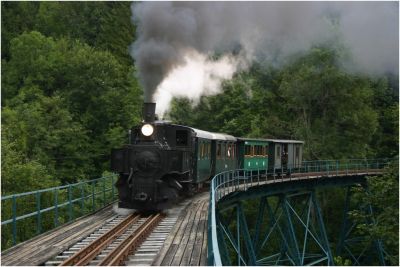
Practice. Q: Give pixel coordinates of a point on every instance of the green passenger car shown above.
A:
(224, 152)
(253, 154)
(203, 160)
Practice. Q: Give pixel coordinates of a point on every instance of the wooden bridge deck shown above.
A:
(185, 245)
(47, 245)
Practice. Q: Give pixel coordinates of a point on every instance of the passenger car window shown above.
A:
(181, 138)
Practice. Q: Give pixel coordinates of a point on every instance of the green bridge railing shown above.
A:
(26, 215)
(233, 181)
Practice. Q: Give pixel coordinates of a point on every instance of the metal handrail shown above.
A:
(54, 198)
(227, 182)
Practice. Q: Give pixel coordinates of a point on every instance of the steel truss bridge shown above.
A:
(269, 219)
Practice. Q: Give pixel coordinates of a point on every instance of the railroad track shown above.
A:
(123, 240)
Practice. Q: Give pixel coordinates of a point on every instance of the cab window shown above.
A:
(219, 151)
(247, 151)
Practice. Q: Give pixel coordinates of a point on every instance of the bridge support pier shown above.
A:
(288, 228)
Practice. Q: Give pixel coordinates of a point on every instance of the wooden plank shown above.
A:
(192, 237)
(186, 226)
(203, 256)
(165, 249)
(198, 246)
(47, 245)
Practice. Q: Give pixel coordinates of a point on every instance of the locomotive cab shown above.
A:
(155, 166)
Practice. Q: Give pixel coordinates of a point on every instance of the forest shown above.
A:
(70, 93)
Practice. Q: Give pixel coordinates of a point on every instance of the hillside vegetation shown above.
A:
(70, 93)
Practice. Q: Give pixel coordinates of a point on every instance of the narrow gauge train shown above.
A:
(164, 161)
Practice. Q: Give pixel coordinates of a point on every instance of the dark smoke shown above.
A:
(272, 31)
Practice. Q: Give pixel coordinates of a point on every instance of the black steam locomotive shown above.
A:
(164, 161)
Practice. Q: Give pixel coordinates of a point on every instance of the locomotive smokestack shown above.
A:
(149, 111)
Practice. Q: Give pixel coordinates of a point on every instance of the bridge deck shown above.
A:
(47, 245)
(187, 243)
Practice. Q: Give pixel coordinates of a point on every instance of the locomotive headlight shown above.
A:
(147, 130)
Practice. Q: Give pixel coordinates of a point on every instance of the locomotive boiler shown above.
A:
(164, 161)
(156, 166)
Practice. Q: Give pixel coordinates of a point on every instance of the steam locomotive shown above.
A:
(164, 161)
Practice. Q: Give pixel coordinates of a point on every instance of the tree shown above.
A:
(383, 196)
(92, 93)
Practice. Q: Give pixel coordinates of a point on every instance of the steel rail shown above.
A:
(87, 254)
(119, 254)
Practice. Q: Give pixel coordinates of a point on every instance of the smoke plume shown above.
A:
(189, 48)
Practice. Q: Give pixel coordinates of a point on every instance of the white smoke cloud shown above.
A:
(175, 40)
(198, 76)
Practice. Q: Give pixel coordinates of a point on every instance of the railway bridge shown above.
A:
(254, 218)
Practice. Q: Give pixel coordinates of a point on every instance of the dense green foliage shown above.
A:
(337, 114)
(70, 92)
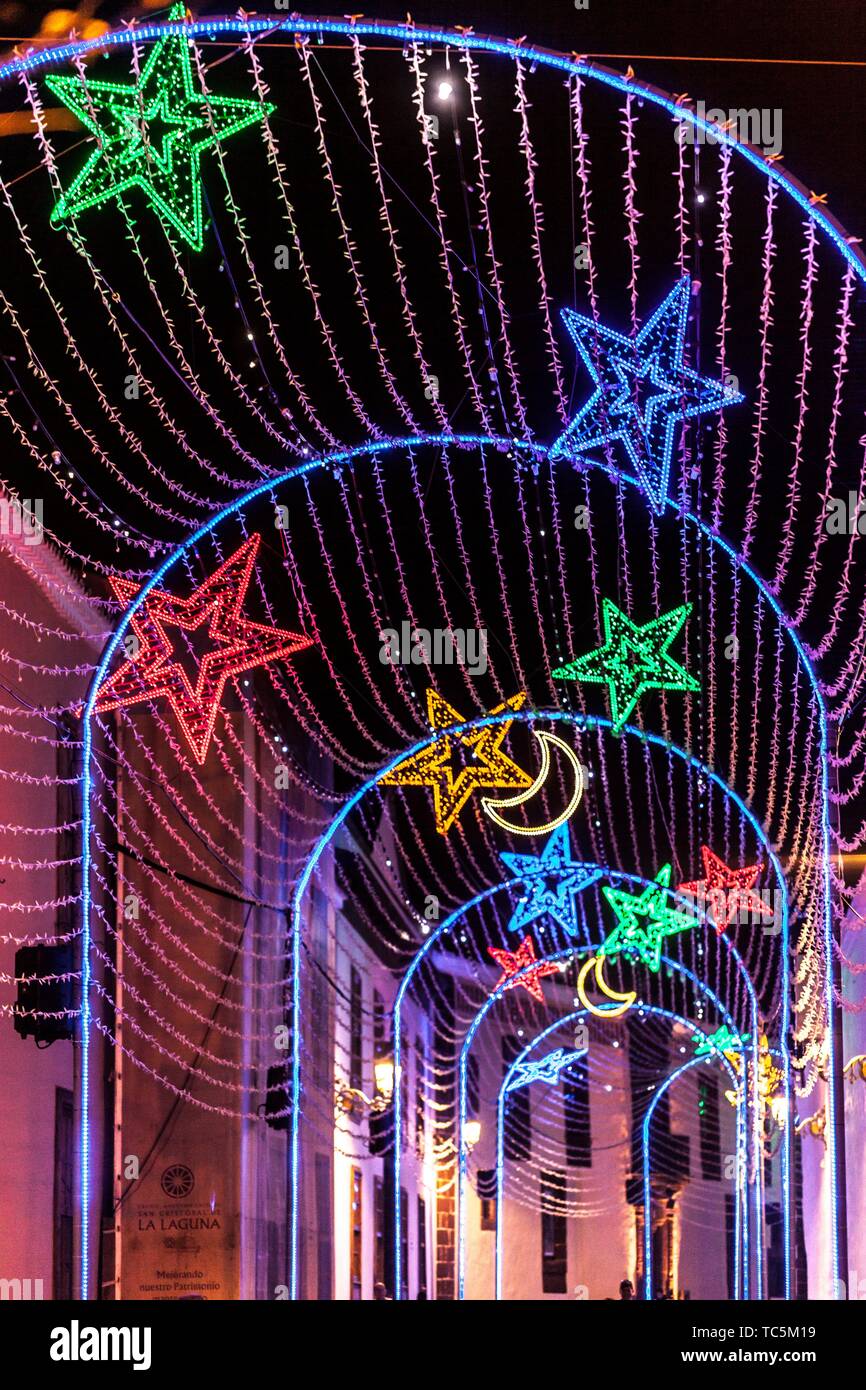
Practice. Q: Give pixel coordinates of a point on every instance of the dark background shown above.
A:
(806, 57)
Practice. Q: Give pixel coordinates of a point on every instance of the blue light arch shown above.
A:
(348, 458)
(250, 27)
(740, 1246)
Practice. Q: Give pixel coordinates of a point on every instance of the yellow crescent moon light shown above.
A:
(492, 806)
(623, 1000)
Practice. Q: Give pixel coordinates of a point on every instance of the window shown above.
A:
(553, 1251)
(403, 1244)
(355, 1235)
(576, 1104)
(517, 1134)
(487, 1196)
(324, 1276)
(356, 1032)
(709, 1129)
(380, 1027)
(420, 1116)
(63, 1193)
(378, 1222)
(421, 1248)
(473, 1089)
(405, 1108)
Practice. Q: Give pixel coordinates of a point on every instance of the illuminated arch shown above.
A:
(776, 175)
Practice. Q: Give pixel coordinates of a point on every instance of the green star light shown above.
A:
(644, 922)
(150, 134)
(633, 659)
(723, 1040)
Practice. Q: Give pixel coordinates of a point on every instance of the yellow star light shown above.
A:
(485, 767)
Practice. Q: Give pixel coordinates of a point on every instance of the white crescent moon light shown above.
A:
(492, 806)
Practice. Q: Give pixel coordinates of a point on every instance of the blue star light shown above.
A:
(551, 880)
(642, 391)
(546, 1069)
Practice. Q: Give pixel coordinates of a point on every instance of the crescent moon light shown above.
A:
(623, 1000)
(521, 798)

----------------

- [EXERCISE DIRECTIONS] Print nothing but the lines from the line with "blue star light shown above." to the last line of the records above. Both of those lines count.

- [EXERCISE OUTPUT]
Practice. Q: Give pixel coordinates of a point on every instance of the blue star light shown above.
A:
(551, 880)
(642, 391)
(546, 1069)
Practice. Q: Give pixel coordinates of a point on every instance of the crescent moon light shown above.
A:
(623, 1000)
(521, 798)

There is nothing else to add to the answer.